* **Your assignment**: A faithful copy without images is required: write out all the records exactly.

---------- Task inputs

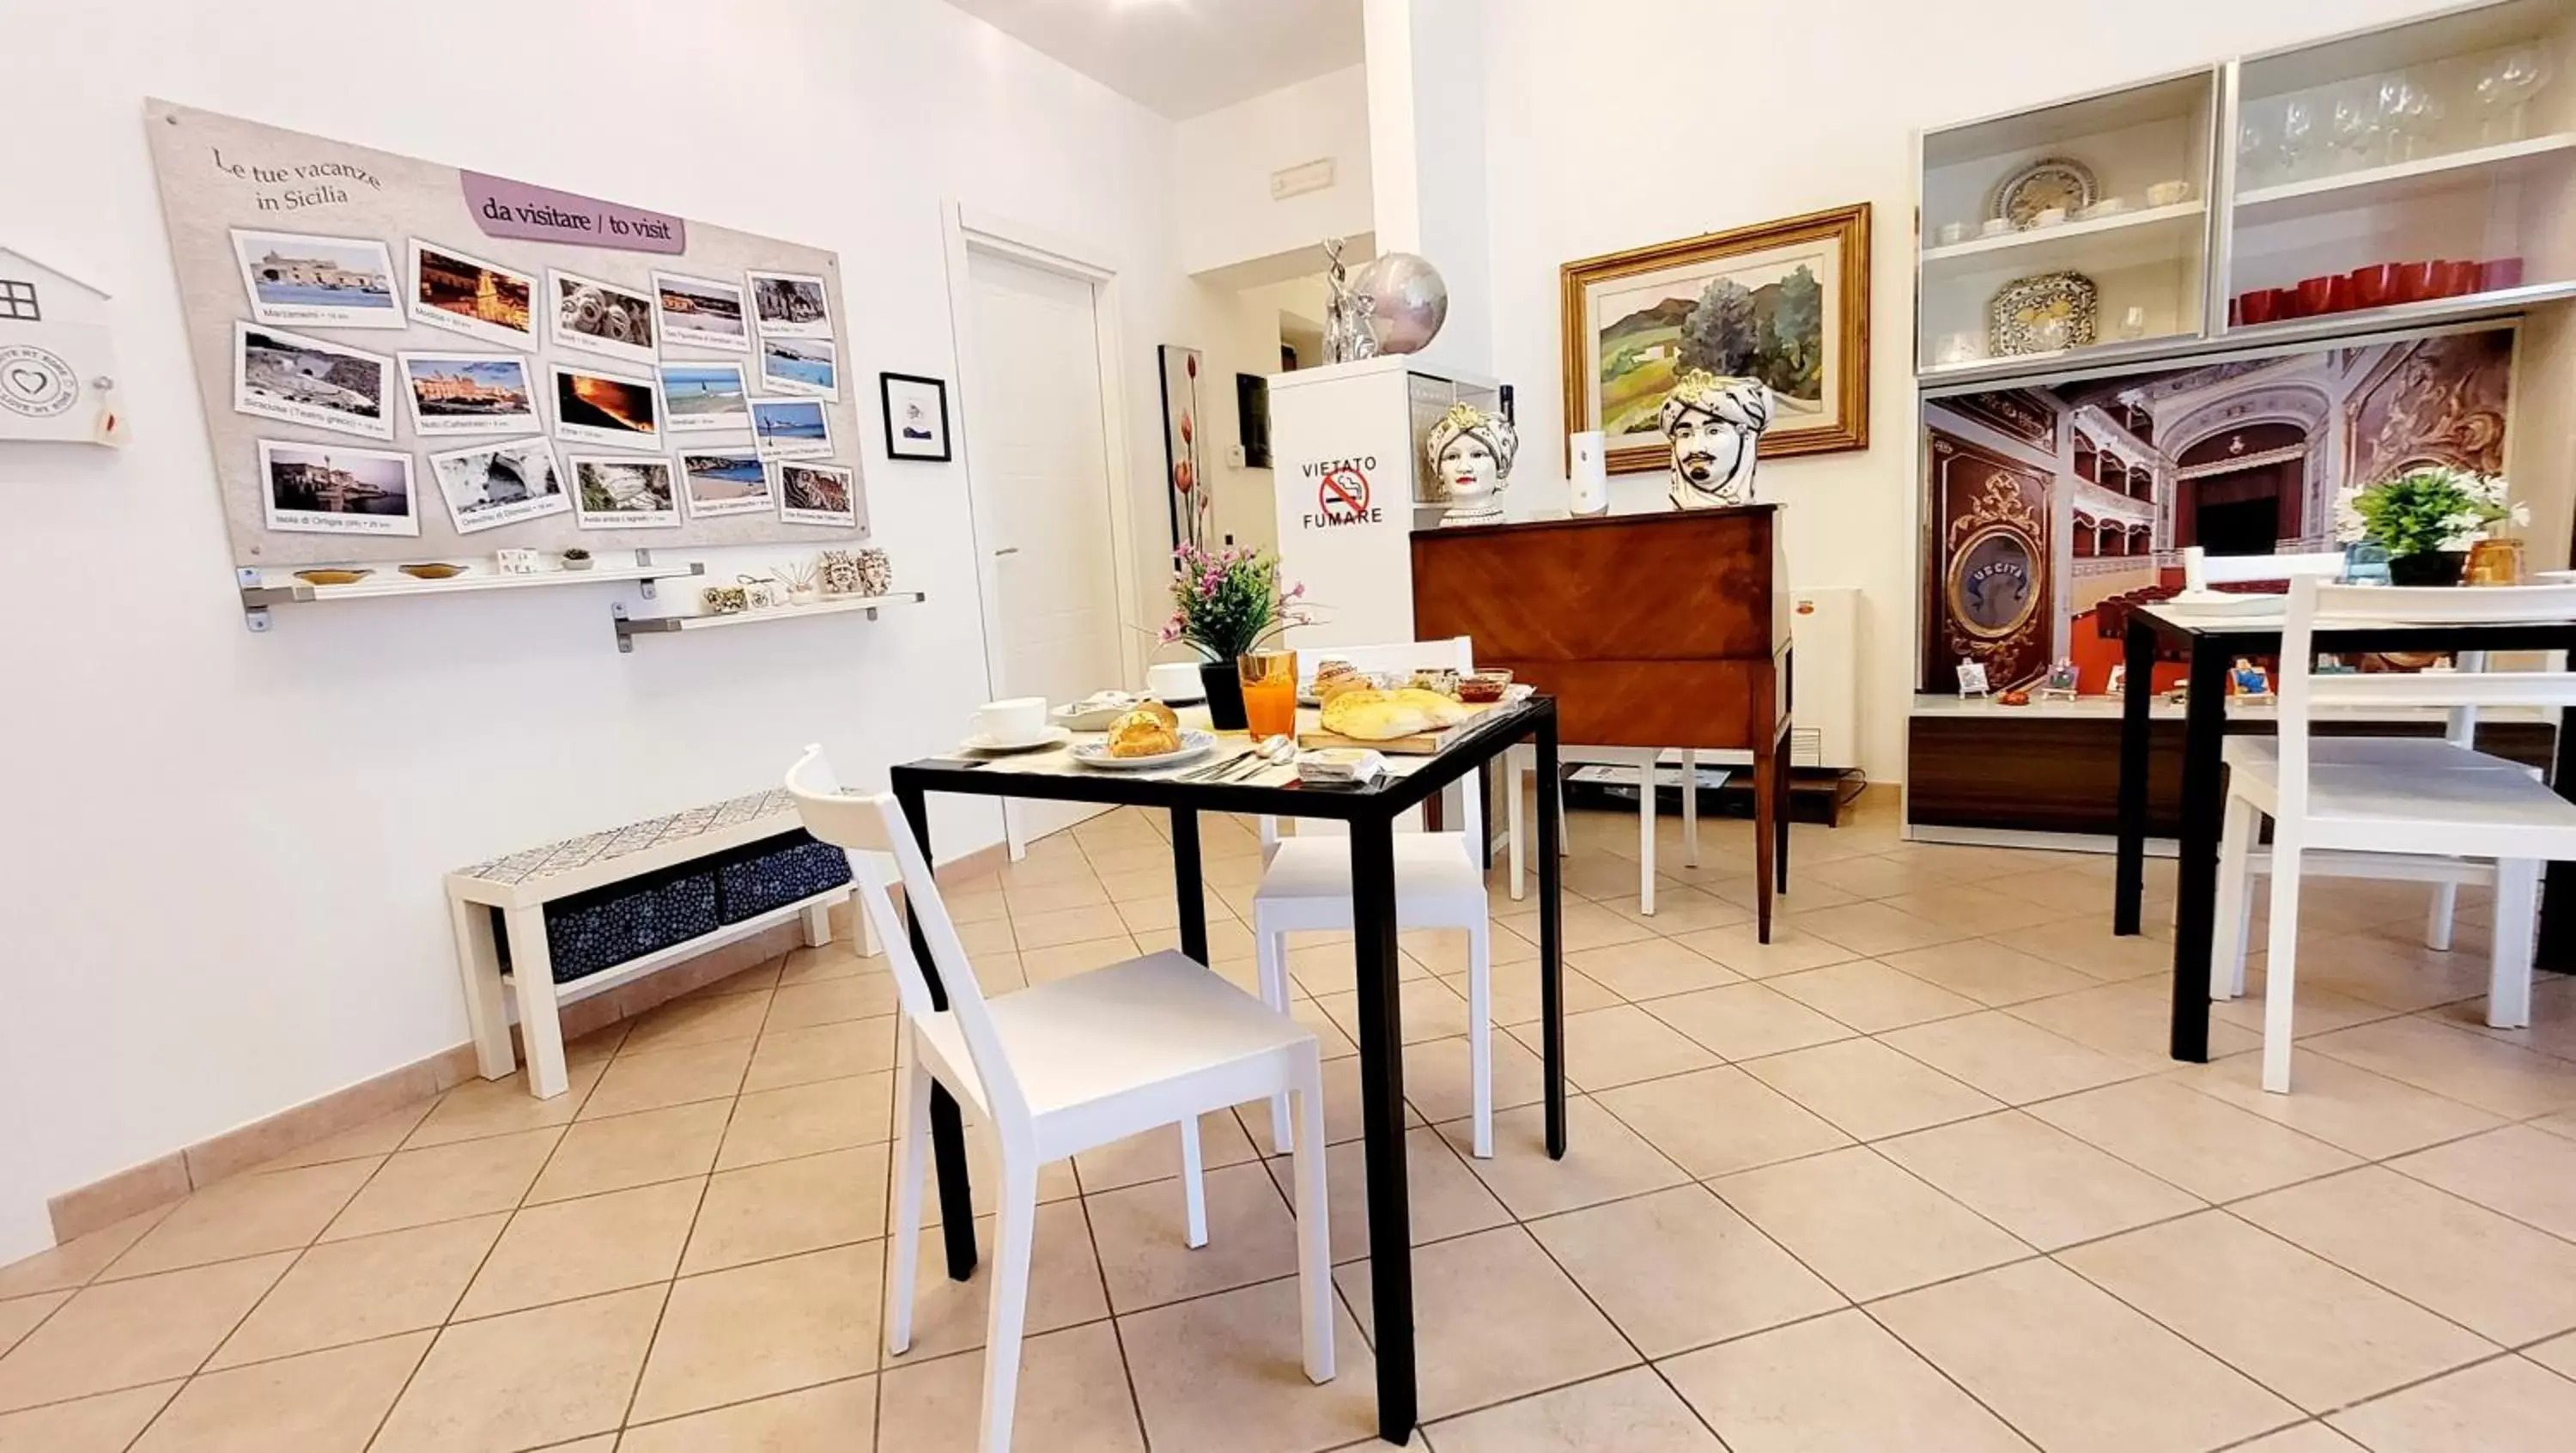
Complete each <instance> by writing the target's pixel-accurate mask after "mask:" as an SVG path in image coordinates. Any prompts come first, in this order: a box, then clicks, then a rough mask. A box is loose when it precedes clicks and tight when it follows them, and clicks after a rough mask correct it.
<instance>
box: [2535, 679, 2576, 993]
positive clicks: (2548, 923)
mask: <svg viewBox="0 0 2576 1453" xmlns="http://www.w3.org/2000/svg"><path fill="white" fill-rule="evenodd" d="M2550 786H2555V788H2558V796H2563V799H2568V801H2576V711H2568V714H2566V719H2561V724H2558V760H2555V763H2553V765H2550ZM2532 966H2535V969H2555V971H2558V974H2576V863H2550V866H2548V876H2545V878H2543V881H2540V948H2537V951H2535V953H2532Z"/></svg>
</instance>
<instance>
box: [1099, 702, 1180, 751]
mask: <svg viewBox="0 0 2576 1453" xmlns="http://www.w3.org/2000/svg"><path fill="white" fill-rule="evenodd" d="M1164 716H1170V708H1164ZM1108 745H1110V755H1113V757H1162V755H1167V752H1177V750H1180V732H1172V729H1170V726H1164V724H1162V719H1159V716H1154V714H1151V711H1128V714H1126V716H1121V719H1118V721H1113V724H1110V737H1108Z"/></svg>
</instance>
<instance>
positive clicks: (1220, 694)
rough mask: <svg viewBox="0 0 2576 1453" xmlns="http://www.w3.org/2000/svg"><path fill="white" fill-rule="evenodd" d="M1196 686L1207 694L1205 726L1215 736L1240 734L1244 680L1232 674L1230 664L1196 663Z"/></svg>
mask: <svg viewBox="0 0 2576 1453" xmlns="http://www.w3.org/2000/svg"><path fill="white" fill-rule="evenodd" d="M1198 685H1200V688H1206V690H1208V724H1211V726H1216V729H1218V732H1242V729H1244V726H1247V721H1244V678H1242V675H1236V672H1234V662H1198Z"/></svg>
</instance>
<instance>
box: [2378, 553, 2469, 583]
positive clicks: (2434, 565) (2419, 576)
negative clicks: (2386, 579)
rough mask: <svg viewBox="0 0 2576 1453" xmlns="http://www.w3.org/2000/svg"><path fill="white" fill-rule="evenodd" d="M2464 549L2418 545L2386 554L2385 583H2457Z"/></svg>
mask: <svg viewBox="0 0 2576 1453" xmlns="http://www.w3.org/2000/svg"><path fill="white" fill-rule="evenodd" d="M2465 564H2468V551H2465V549H2419V551H2414V554H2398V556H2388V585H2460V569H2463V567H2465Z"/></svg>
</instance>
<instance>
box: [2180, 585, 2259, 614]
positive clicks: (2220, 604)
mask: <svg viewBox="0 0 2576 1453" xmlns="http://www.w3.org/2000/svg"><path fill="white" fill-rule="evenodd" d="M2287 600H2290V598H2287V595H2282V593H2275V590H2262V593H2241V590H2200V593H2192V590H2184V593H2182V595H2174V598H2169V600H2161V605H2172V608H2174V611H2190V613H2192V616H2277V613H2280V611H2282V608H2285V603H2287Z"/></svg>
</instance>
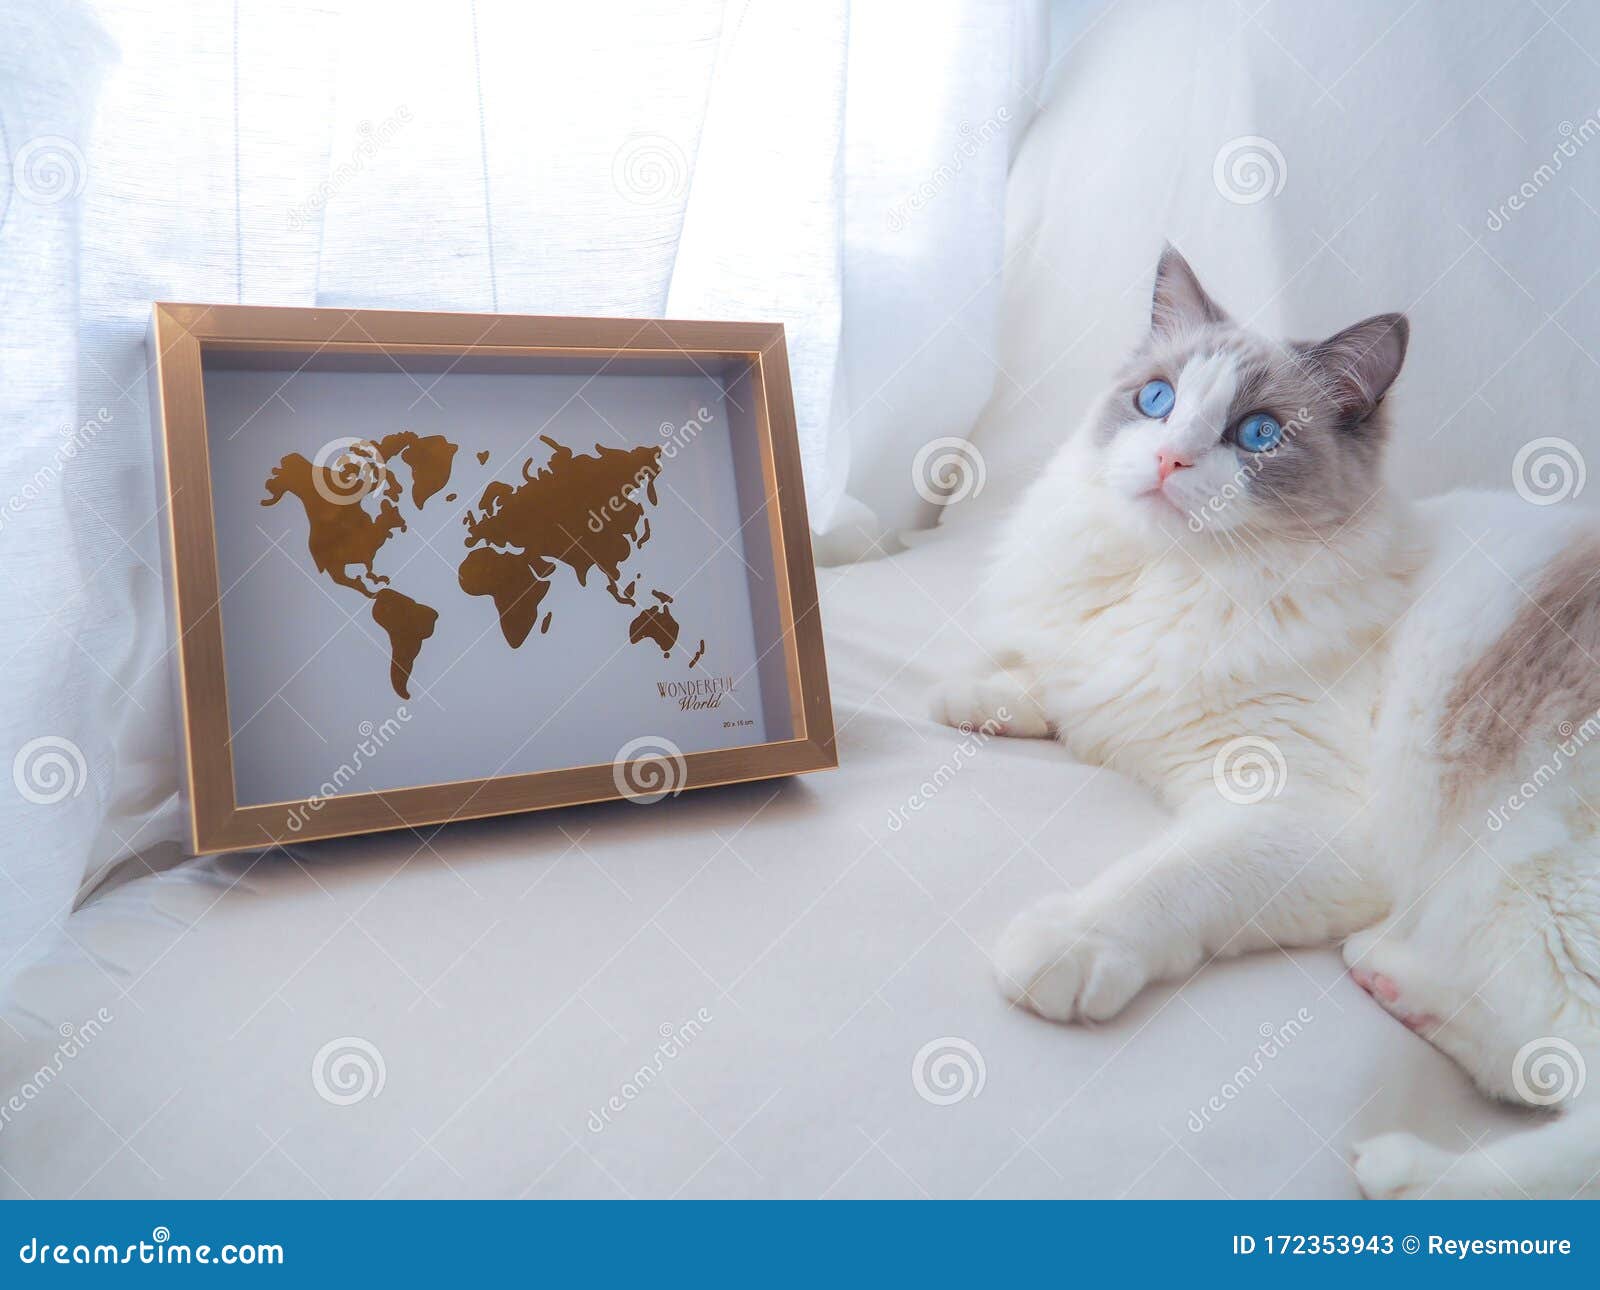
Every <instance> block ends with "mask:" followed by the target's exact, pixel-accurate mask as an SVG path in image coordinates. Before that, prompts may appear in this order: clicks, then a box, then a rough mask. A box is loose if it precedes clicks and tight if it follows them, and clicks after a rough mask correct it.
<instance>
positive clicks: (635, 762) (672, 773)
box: [611, 735, 690, 807]
mask: <svg viewBox="0 0 1600 1290" xmlns="http://www.w3.org/2000/svg"><path fill="white" fill-rule="evenodd" d="M688 773H690V768H688V762H685V760H683V749H680V747H678V746H677V744H675V743H672V739H669V738H666V736H664V735H640V736H638V738H637V739H629V741H627V743H626V744H622V747H619V749H618V751H616V757H613V759H611V779H613V783H614V784H616V791H618V792H619V794H622V795H624V797H626V799H627V800H629V802H637V803H638V805H642V807H648V805H650V803H651V802H659V800H661V799H662V797H677V795H678V794H680V792H683V784H685V783H686V781H688Z"/></svg>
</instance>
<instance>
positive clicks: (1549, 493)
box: [1510, 437, 1589, 506]
mask: <svg viewBox="0 0 1600 1290" xmlns="http://www.w3.org/2000/svg"><path fill="white" fill-rule="evenodd" d="M1587 479H1589V471H1587V469H1586V466H1584V455H1582V453H1579V451H1578V445H1576V443H1573V442H1570V440H1566V439H1555V437H1547V439H1534V440H1531V442H1528V443H1523V445H1522V448H1518V450H1517V456H1515V458H1514V459H1512V463H1510V482H1512V487H1514V488H1515V490H1517V496H1518V498H1522V499H1523V501H1531V503H1533V504H1534V506H1554V504H1555V503H1558V501H1566V499H1568V498H1576V496H1578V495H1579V493H1582V491H1584V483H1586V480H1587Z"/></svg>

--------------------

* **Reply**:
Complete each <instance> by writing the target's pixel-accurate mask after "mask:" as an SVG path in image coordinates. Any prompts come first, in this order: a box, then clicks, then a rough mask. A box is loose when it precedes clicks and tight when it follows them, and clicks after a rough mask correct it.
<instance>
box: [2535, 679, 2576, 993]
positive clicks: (2548, 923)
mask: <svg viewBox="0 0 2576 1453" xmlns="http://www.w3.org/2000/svg"><path fill="white" fill-rule="evenodd" d="M2550 786H2555V788H2558V796H2563V799H2568V801H2576V711H2568V714H2566V719H2561V724H2558V760H2555V763H2553V765H2550ZM2532 966H2535V969H2555V971H2558V974H2576V863H2550V866H2548V876H2545V878H2543V881H2540V948H2537V951H2535V953H2532Z"/></svg>
</instance>
<instance>
box: [1099, 702, 1180, 751]
mask: <svg viewBox="0 0 2576 1453" xmlns="http://www.w3.org/2000/svg"><path fill="white" fill-rule="evenodd" d="M1164 716H1170V708H1164ZM1108 745H1110V755H1113V757H1162V755H1167V752H1177V750H1180V732H1172V729H1170V726H1164V724H1162V719H1159V716H1154V714H1151V711H1128V714H1126V716H1121V719H1118V721H1113V724H1110V737H1108Z"/></svg>
</instance>
<instance>
positive clicks: (1220, 694)
rough mask: <svg viewBox="0 0 2576 1453" xmlns="http://www.w3.org/2000/svg"><path fill="white" fill-rule="evenodd" d="M1196 686L1207 694L1205 726L1215 736L1240 734L1244 680L1232 674L1230 664L1196 663Z"/></svg>
mask: <svg viewBox="0 0 2576 1453" xmlns="http://www.w3.org/2000/svg"><path fill="white" fill-rule="evenodd" d="M1198 685H1200V688H1206V690H1208V724H1211V726H1216V729H1218V732H1242V729H1244V726H1247V721H1244V678H1242V675H1236V672H1234V662H1198Z"/></svg>
</instance>
<instance>
box: [2378, 553, 2469, 583]
positive clicks: (2434, 565) (2419, 576)
negative clicks: (2386, 579)
rough mask: <svg viewBox="0 0 2576 1453" xmlns="http://www.w3.org/2000/svg"><path fill="white" fill-rule="evenodd" d="M2464 549L2418 545L2386 554L2385 583H2457Z"/></svg>
mask: <svg viewBox="0 0 2576 1453" xmlns="http://www.w3.org/2000/svg"><path fill="white" fill-rule="evenodd" d="M2465 564H2468V551H2465V549H2419V551H2414V554H2398V556H2388V585H2460V569H2463V567H2465Z"/></svg>
</instance>
<instance>
box: [2180, 585, 2259, 614]
positive clicks: (2220, 604)
mask: <svg viewBox="0 0 2576 1453" xmlns="http://www.w3.org/2000/svg"><path fill="white" fill-rule="evenodd" d="M2287 600H2290V598H2287V595H2282V593H2275V590H2262V593H2241V590H2200V593H2192V590H2184V593H2182V595H2174V598H2169V600H2161V605H2172V608H2174V611H2190V613H2192V616H2277V613H2280V611H2282V608H2285V603H2287Z"/></svg>
</instance>
Every <instance> block ends with "mask:" followed by the target's exact, pixel-accurate mask as an SVG path in image coordinates. Before that, prompts may appear in this order: clicks, then a box, then a rough mask. A box is loose if it precedes clicks and tight if it follows them, and clicks after a rough mask correct it.
<instance>
positive clicks: (635, 762) (672, 773)
box: [611, 735, 690, 807]
mask: <svg viewBox="0 0 1600 1290" xmlns="http://www.w3.org/2000/svg"><path fill="white" fill-rule="evenodd" d="M688 773H690V768H688V762H685V760H683V749H680V747H678V746H677V744H675V743H672V739H669V738H666V736H664V735H640V736H638V738H637V739H629V741H627V743H626V744H622V747H619V749H618V751H616V757H613V759H611V779H613V783H614V784H616V791H618V792H619V794H622V795H624V797H626V799H627V800H629V802H637V803H638V805H642V807H648V805H650V803H651V802H659V800H661V799H662V797H677V795H678V794H680V792H683V784H685V783H686V781H688Z"/></svg>
</instance>
<instance>
positive clicks: (1549, 493)
box: [1510, 437, 1589, 506]
mask: <svg viewBox="0 0 1600 1290" xmlns="http://www.w3.org/2000/svg"><path fill="white" fill-rule="evenodd" d="M1587 479H1589V471H1587V469H1586V466H1584V455H1582V453H1579V451H1578V445H1576V443H1573V442H1570V440H1566V439H1555V437H1547V439H1534V440H1531V442H1528V443H1523V445H1522V448H1518V450H1517V456H1515V458H1514V459H1512V463H1510V482H1512V487H1514V488H1515V490H1517V496H1518V498H1522V499H1523V501H1531V503H1533V504H1534V506H1554V504H1555V503H1558V501H1566V499H1568V498H1576V496H1578V495H1579V493H1582V491H1584V483H1586V480H1587Z"/></svg>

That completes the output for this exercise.